Point labeling examples:
--------------------------------
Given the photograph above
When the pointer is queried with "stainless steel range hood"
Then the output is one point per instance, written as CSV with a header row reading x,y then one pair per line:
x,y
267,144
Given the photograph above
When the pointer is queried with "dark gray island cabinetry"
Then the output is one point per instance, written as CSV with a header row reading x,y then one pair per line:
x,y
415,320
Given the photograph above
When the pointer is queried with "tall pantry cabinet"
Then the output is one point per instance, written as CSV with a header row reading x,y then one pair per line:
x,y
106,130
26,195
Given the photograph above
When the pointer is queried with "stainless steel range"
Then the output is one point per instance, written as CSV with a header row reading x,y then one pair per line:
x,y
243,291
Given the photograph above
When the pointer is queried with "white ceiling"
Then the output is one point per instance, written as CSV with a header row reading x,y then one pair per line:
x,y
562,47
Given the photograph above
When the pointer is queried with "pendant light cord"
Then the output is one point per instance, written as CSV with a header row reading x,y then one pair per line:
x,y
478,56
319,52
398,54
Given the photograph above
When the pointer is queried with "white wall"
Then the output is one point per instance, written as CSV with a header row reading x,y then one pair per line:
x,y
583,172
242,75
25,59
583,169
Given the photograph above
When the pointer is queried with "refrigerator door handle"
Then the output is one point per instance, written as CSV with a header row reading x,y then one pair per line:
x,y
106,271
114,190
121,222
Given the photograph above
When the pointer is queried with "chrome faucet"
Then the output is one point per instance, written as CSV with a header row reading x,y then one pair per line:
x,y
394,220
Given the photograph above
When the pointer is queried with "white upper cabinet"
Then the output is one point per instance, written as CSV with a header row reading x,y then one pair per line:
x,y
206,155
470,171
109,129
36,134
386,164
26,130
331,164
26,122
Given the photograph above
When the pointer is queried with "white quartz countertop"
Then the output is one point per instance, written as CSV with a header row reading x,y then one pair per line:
--------------------------------
**Do this:** Return every line of the records that contains the word "range". Case counts.

**Answer to this problem:**
When the pointer is queried with "stainless steel range hood"
When the pointer is queried with "stainless steel range"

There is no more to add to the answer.